◆ **ИНСТРУКЦИИ К ЗАДАНИЯМ**:
A - По отрывку о Нобелевской премии объясните в одном–трех предложениях, почему получение почетной международной премии стало важной вехой на пути ученого.
B - Изобретателем чего назван Альфред Нобель в отрывке о Нобелевской премии?
C - Продолжите отрывок о престиже Нобелевской премии, начав сразу после его последнего предложения.

◆ **ОТРЫВОК**:
◆ ◆ ◆ ◆

Но со временем престиж премии вырос. Немалую роль в этом сыграл эффект первопроходца: были и другие награды в области физики, но дальновидный Альфред Нобель, изобретатель динамита, учредил свою раньше всех. Поскольку объяснить суть научных достижений обычной публике становилось все сложнее, получение почетной международной премии было важной вехой на пути ученого. Некролог любого известного физика в конце XX века непременно должен был содержать слова: «Удостоился Нобелевской премии за…», или «Работал над созданием атомной бомбы», или обе эти фразы.

◆ ◆ ◆ ◆

◆ **ПРИВЕДЁННЫЕ ЗАПИСИ**:
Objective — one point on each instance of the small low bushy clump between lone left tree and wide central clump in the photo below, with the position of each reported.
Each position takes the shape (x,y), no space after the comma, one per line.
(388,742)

◆ ◆ ◆ ◆

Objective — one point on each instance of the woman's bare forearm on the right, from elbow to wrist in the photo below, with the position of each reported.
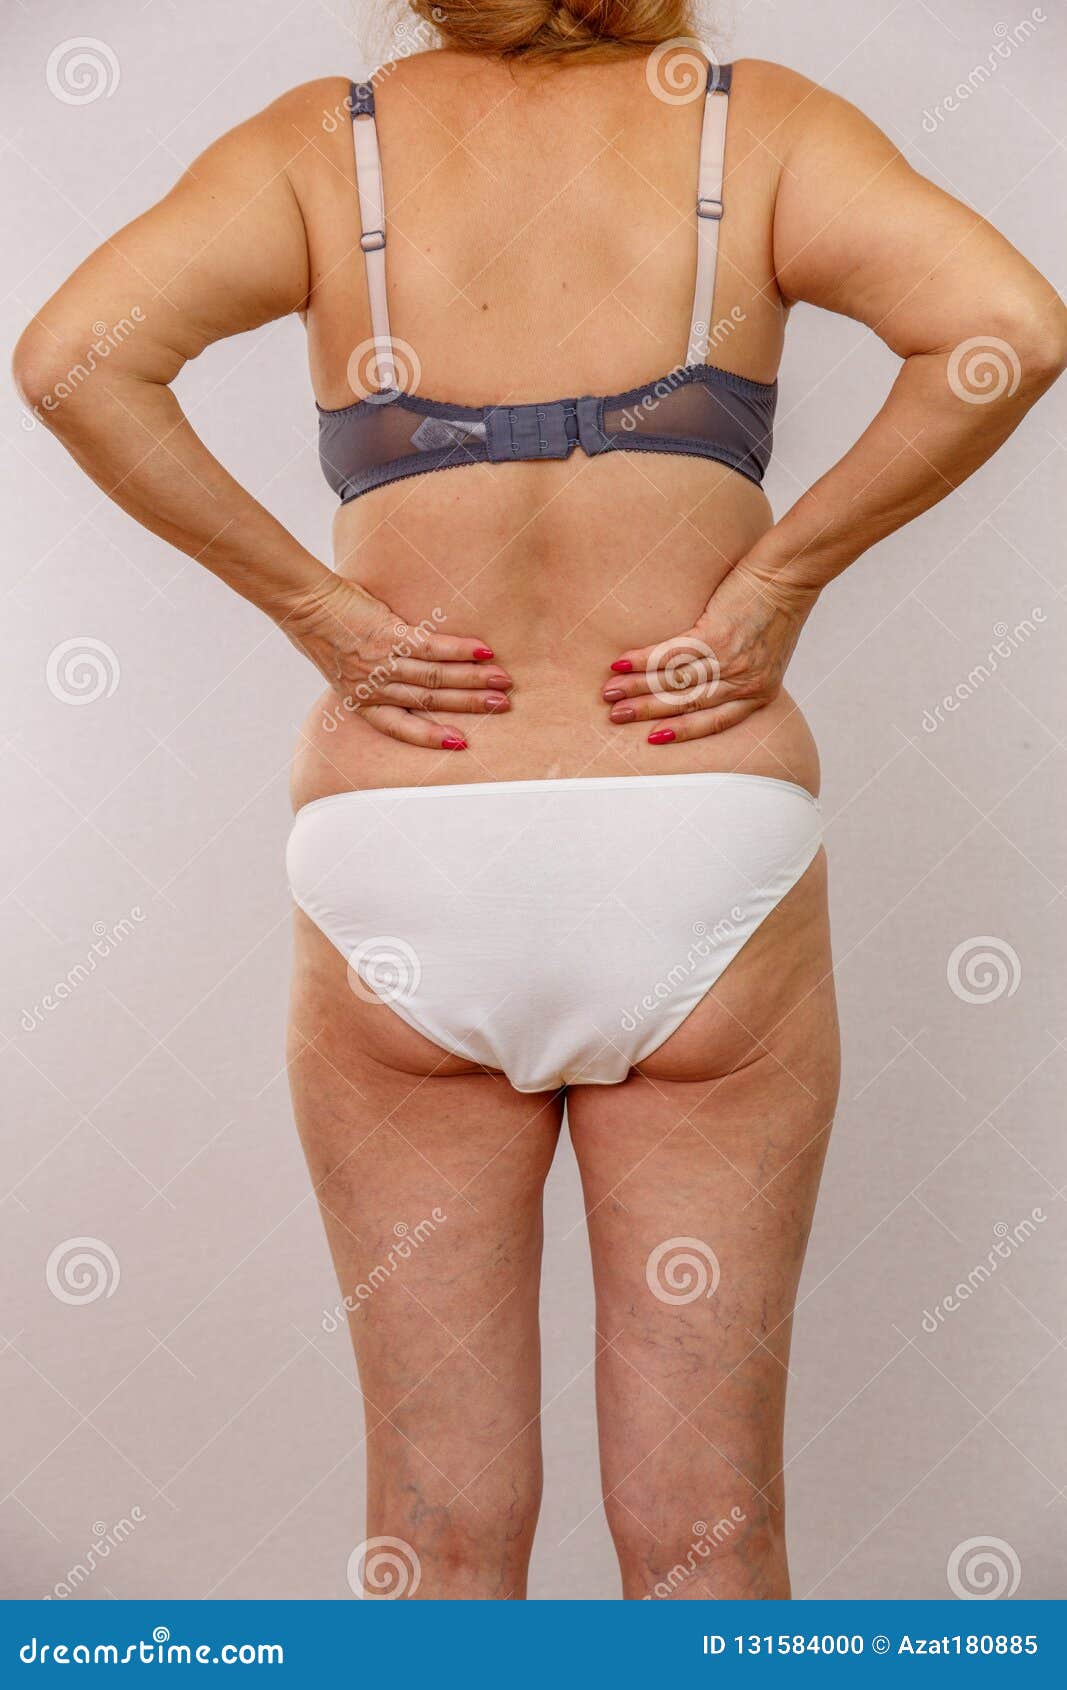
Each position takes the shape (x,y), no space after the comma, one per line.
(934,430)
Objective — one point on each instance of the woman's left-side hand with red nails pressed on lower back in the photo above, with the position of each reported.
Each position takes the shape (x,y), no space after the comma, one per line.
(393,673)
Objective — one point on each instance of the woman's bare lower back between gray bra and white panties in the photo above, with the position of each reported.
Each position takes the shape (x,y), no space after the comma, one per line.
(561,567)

◆ ◆ ◆ ◆

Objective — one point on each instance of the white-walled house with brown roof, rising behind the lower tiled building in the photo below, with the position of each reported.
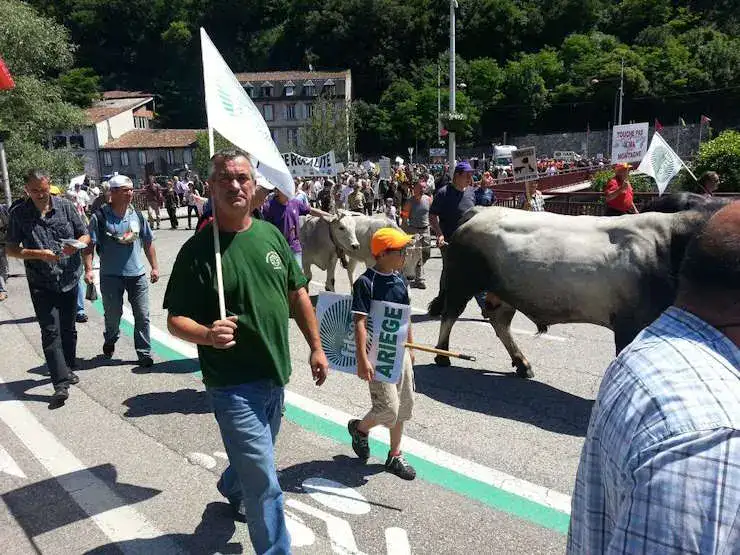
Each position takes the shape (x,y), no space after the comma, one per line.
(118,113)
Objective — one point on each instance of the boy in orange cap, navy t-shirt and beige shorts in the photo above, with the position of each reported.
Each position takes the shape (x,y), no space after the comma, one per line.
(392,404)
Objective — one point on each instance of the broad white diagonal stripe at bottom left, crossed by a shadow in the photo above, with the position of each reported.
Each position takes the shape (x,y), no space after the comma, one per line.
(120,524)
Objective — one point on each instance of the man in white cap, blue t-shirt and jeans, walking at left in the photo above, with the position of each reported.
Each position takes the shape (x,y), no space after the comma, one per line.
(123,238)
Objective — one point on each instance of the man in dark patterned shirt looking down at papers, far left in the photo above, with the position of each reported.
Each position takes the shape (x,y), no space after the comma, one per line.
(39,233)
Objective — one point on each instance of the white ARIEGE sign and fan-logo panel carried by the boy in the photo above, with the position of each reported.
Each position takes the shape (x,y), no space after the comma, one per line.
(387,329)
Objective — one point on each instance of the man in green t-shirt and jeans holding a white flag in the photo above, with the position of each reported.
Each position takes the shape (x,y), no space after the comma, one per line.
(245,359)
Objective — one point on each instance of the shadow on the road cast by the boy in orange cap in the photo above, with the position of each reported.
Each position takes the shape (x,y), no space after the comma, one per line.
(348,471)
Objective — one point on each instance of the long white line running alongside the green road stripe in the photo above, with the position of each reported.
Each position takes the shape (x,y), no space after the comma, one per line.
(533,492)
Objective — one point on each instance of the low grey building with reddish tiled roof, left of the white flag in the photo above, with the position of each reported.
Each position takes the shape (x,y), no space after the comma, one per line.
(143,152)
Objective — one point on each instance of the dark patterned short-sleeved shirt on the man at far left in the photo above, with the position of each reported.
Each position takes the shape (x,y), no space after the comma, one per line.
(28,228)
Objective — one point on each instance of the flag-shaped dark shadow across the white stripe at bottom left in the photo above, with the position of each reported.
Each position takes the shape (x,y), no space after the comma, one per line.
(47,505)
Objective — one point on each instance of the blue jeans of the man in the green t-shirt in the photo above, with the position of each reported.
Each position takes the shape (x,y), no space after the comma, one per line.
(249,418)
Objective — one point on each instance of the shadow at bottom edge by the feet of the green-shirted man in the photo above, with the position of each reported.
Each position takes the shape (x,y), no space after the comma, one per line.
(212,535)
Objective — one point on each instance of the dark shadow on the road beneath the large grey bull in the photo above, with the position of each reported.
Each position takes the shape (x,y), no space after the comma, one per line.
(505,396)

◆ ◆ ◆ ◆

◆ **ОТВЕТЫ ПО ПОРЯДКУ**:
A - Суть научных достижений становилось все сложнее объяснять обычной публике. Поэтому почетная международная премия служила важной вехой на пути ученого.

B - Динамита.

C -
Нобелевский комитет оценивал претендентов тщательно; порой допускались ошибки, даже серьезные, но в целом его решения отражали единое консервативное мнение ведущих ученых из многих стран. Среди представителей научных кругов становилось все больше тех, кто мечтал стать нобелевским лауреатом, хотя и тщательно это скрывал. Интерес сквозил как в обсуждениях награды, так и в настойчивых отказах в них участвовать. Кандидаты упоминали о ней с чрезвычайной неохотой. Уважаемые ученые, остановившиеся в одном шаге от присуждения премии, всю оставшуюся жизнь с прискорбным видом рассказывали о некоем особом стечении обстоятельств, которое помешало им ее получить. Называлась, к примеру, нерешительность, из-за которой публикация научной работы была отложена на несколько месяцев, что оказалось роковым фактором, или робость, помешавшая присоединиться к команде ученых, затеявших многообещающий эксперимент.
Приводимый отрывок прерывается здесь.